Records from a dataset:

▼▼▼

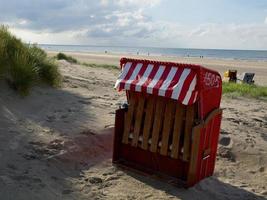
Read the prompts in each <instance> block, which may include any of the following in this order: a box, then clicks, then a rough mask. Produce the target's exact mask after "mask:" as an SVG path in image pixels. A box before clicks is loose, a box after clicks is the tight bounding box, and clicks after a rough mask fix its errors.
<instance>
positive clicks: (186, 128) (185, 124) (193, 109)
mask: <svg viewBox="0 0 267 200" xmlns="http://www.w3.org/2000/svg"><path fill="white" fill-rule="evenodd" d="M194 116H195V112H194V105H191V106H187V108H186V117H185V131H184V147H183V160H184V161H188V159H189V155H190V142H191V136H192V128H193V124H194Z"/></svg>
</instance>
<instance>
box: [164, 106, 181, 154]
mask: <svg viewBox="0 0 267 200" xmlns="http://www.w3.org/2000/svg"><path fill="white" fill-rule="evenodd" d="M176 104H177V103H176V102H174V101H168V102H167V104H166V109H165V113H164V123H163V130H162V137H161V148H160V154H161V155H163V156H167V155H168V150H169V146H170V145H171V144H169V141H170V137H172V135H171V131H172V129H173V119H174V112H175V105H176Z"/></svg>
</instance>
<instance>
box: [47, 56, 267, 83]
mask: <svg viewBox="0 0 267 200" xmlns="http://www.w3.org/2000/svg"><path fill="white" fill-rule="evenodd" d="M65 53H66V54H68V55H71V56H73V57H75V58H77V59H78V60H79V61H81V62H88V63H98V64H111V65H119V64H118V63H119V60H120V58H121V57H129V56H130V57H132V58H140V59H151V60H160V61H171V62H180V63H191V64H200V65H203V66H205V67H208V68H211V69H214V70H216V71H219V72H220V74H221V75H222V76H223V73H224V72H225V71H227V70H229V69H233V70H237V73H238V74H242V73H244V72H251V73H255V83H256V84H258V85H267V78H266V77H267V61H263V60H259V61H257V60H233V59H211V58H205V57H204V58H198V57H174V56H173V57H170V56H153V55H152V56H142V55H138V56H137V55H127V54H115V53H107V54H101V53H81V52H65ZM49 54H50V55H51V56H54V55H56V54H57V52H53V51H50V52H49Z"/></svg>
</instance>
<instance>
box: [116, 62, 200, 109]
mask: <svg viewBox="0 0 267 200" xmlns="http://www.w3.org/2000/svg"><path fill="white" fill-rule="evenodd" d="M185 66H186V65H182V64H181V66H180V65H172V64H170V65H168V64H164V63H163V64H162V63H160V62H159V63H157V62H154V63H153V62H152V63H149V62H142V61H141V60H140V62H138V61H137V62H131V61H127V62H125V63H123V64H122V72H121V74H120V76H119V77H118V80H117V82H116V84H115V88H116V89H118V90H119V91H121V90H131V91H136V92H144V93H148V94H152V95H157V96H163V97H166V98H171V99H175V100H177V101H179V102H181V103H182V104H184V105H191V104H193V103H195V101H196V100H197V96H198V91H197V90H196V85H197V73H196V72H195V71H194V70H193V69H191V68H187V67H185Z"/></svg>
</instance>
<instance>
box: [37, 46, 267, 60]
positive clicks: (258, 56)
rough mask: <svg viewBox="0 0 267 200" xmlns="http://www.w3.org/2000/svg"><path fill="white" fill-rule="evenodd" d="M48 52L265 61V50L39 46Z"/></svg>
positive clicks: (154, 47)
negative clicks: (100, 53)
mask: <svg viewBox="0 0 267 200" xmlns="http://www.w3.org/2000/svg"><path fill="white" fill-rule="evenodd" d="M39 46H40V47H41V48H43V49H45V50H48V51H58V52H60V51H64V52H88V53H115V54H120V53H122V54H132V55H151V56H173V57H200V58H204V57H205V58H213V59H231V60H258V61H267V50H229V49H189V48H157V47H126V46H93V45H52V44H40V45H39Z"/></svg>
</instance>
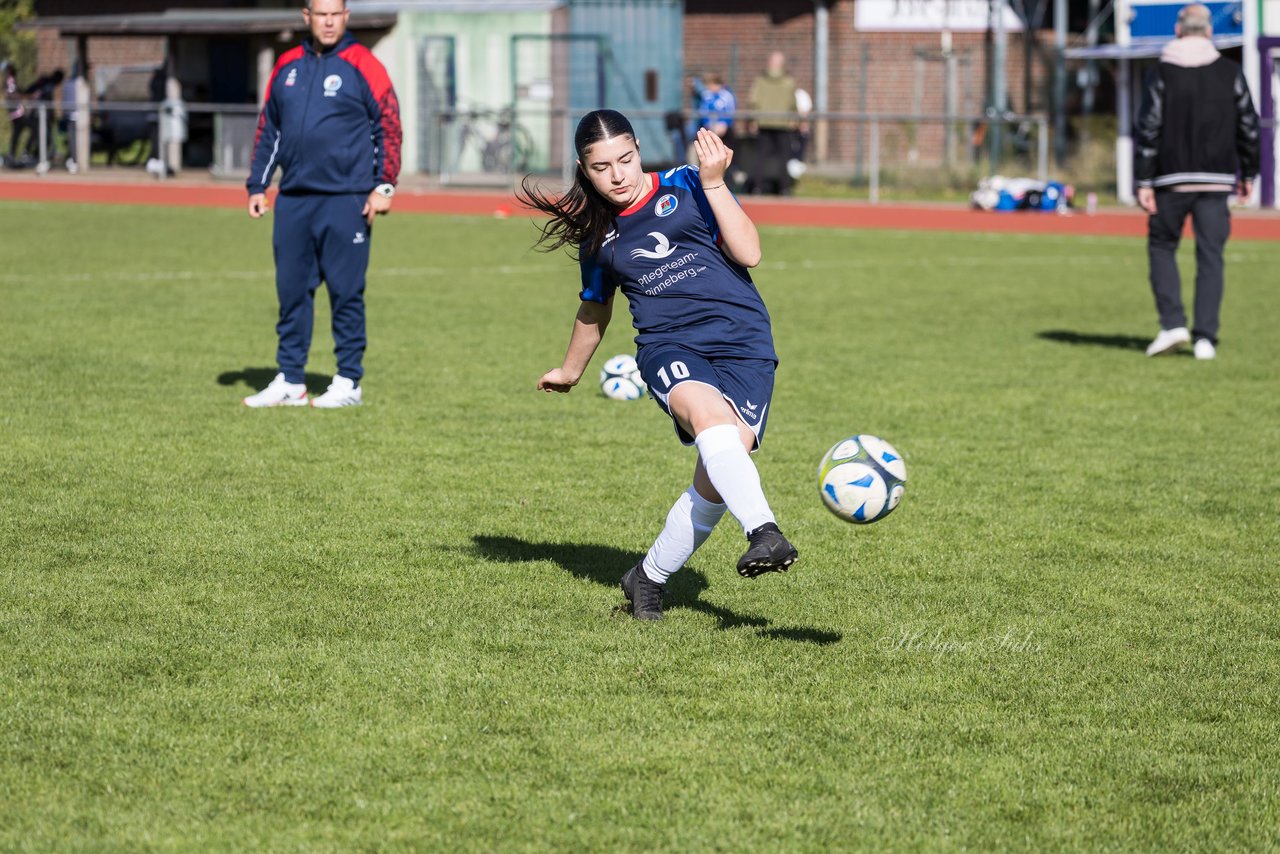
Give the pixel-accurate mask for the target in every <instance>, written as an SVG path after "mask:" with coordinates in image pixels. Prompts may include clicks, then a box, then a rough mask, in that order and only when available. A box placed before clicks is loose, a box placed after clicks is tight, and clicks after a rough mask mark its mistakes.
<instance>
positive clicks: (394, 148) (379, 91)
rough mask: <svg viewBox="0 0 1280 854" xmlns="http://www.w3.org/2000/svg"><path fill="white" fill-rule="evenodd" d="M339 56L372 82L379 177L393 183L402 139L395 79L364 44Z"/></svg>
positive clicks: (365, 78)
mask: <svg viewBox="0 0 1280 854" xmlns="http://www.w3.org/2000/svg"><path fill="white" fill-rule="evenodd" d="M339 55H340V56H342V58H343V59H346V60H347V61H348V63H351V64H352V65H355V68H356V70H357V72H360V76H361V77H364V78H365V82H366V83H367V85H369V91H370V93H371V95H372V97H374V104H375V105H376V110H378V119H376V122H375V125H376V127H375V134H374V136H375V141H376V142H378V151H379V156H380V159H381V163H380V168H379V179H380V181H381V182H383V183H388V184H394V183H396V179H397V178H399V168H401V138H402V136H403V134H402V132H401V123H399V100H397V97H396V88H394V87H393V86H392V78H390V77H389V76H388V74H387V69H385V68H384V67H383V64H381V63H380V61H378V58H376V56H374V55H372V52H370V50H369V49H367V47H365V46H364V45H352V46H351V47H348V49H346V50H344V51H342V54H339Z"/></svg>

▲▲▲

■ **TASK REQUIREMENTS**:
Rewrite all of the data above, swapping every "positive clicks" for "include points" and leaving everything else unchanged. Omit the pictures.

■ **RESPONSE AREA**:
Read the prompts in each <instance> block, which may include any of the following in this order: a box, then clicks, then a rough mask. Produce the target's exact mask after "mask:" as an SVG path in image pixels. A box before clicks is loose, a box after clicks is the tight bounding box, and clicks after a rough mask fix its errors.
<instance>
include points: (186, 128) (185, 124) (193, 109)
mask: <svg viewBox="0 0 267 200" xmlns="http://www.w3.org/2000/svg"><path fill="white" fill-rule="evenodd" d="M194 116H195V112H194V105H191V106H187V108H186V117H185V131H184V147H183V160H184V161H188V159H189V155H190V142H191V136H192V128H193V124H194Z"/></svg>
</instance>
<instance>
box: [164, 106, 181, 154]
mask: <svg viewBox="0 0 267 200" xmlns="http://www.w3.org/2000/svg"><path fill="white" fill-rule="evenodd" d="M176 104H177V103H176V102H174V101H168V102H167V104H166V109H165V113H164V123H163V130H162V137H161V148H160V154H161V155H163V156H167V155H168V150H169V146H170V145H171V144H169V141H170V137H172V135H171V131H172V129H173V119H174V112H175V105H176Z"/></svg>
</instance>
<instance>
box: [47, 56, 267, 83]
mask: <svg viewBox="0 0 267 200" xmlns="http://www.w3.org/2000/svg"><path fill="white" fill-rule="evenodd" d="M65 53H66V54H68V55H71V56H73V57H75V58H77V59H78V60H79V61H81V62H88V63H98V64H111V65H119V64H118V63H119V60H120V58H121V57H129V56H130V57H132V58H140V59H151V60H160V61H171V62H180V63H191V64H200V65H203V66H205V67H208V68H211V69H214V70H216V71H219V72H220V74H221V75H222V76H223V73H224V72H225V71H227V70H229V69H233V70H237V73H238V74H242V73H244V72H251V73H255V83H256V84H258V85H267V78H266V77H267V61H263V60H259V61H257V60H233V59H211V58H205V57H204V58H198V57H174V56H173V57H170V56H153V55H152V56H142V55H138V56H137V55H127V54H115V53H107V54H101V53H81V52H65ZM49 54H50V55H51V56H54V55H56V54H57V52H53V51H50V52H49Z"/></svg>
</instance>
<instance>
box: [116, 62, 200, 109]
mask: <svg viewBox="0 0 267 200" xmlns="http://www.w3.org/2000/svg"><path fill="white" fill-rule="evenodd" d="M185 66H186V65H182V64H181V66H180V65H172V64H170V65H168V64H164V63H163V64H162V63H160V62H159V63H157V62H154V63H153V62H152V63H149V62H142V61H141V60H140V62H138V61H137V62H131V61H127V62H125V63H123V64H122V72H121V74H120V76H119V77H118V80H117V82H116V84H115V88H116V89H118V90H119V91H121V90H131V91H136V92H144V93H148V94H152V95H157V96H163V97H166V98H171V99H175V100H177V101H179V102H181V103H182V104H184V105H191V104H193V103H195V101H196V100H197V96H198V91H197V90H196V85H197V73H196V72H195V71H194V70H193V69H191V68H187V67H185Z"/></svg>
</instance>
<instance>
box: [37, 46, 267, 60]
include points: (258, 56)
rough mask: <svg viewBox="0 0 267 200" xmlns="http://www.w3.org/2000/svg"><path fill="white" fill-rule="evenodd" d="M48 52L265 61V50L39 46Z"/></svg>
include points: (154, 47)
negative clicks: (100, 53)
mask: <svg viewBox="0 0 267 200" xmlns="http://www.w3.org/2000/svg"><path fill="white" fill-rule="evenodd" d="M39 46H40V47H41V48H43V49H45V50H48V51H58V52H60V51H64V52H88V53H115V54H120V53H122V54H132V55H151V56H173V57H200V58H204V57H205V58H213V59H231V60H258V61H267V50H229V49H189V48H157V47H126V46H93V45H52V44H40V45H39Z"/></svg>
</instance>
Give the pixel-accurate mask for the target in every <instance>, written as an SVG path after "mask:" with coordinates in image pixels. Prompts may include clicks, then a box, then a rough mask, in that order and only when available. A box placed before clicks is loose, a box placed after clicks is tight, and clicks after a rough mask mark its mistakes.
<instance>
include points: (394, 148) (379, 91)
rough mask: <svg viewBox="0 0 1280 854" xmlns="http://www.w3.org/2000/svg"><path fill="white" fill-rule="evenodd" d="M339 56L372 82L379 177L393 183L402 139L395 79L364 44Z"/></svg>
include points: (365, 78)
mask: <svg viewBox="0 0 1280 854" xmlns="http://www.w3.org/2000/svg"><path fill="white" fill-rule="evenodd" d="M339 55H340V56H342V58H343V59H346V60H347V61H348V63H351V64H352V65H355V68H356V70H357V72H360V76H361V77H364V78H365V82H366V83H367V85H369V91H370V93H371V95H372V97H374V104H375V105H376V110H378V119H376V122H375V125H376V127H375V134H374V136H375V141H376V142H378V151H379V156H380V159H381V163H380V168H379V179H380V181H381V182H383V183H388V184H394V183H396V179H397V178H399V168H401V138H402V136H403V134H402V132H401V123H399V100H397V97H396V88H394V87H393V86H392V78H390V77H389V76H388V74H387V69H385V68H384V67H383V64H381V63H380V61H378V58H376V56H374V55H372V52H370V50H369V49H367V47H365V46H364V45H352V46H351V47H348V49H346V50H344V51H342V54H339Z"/></svg>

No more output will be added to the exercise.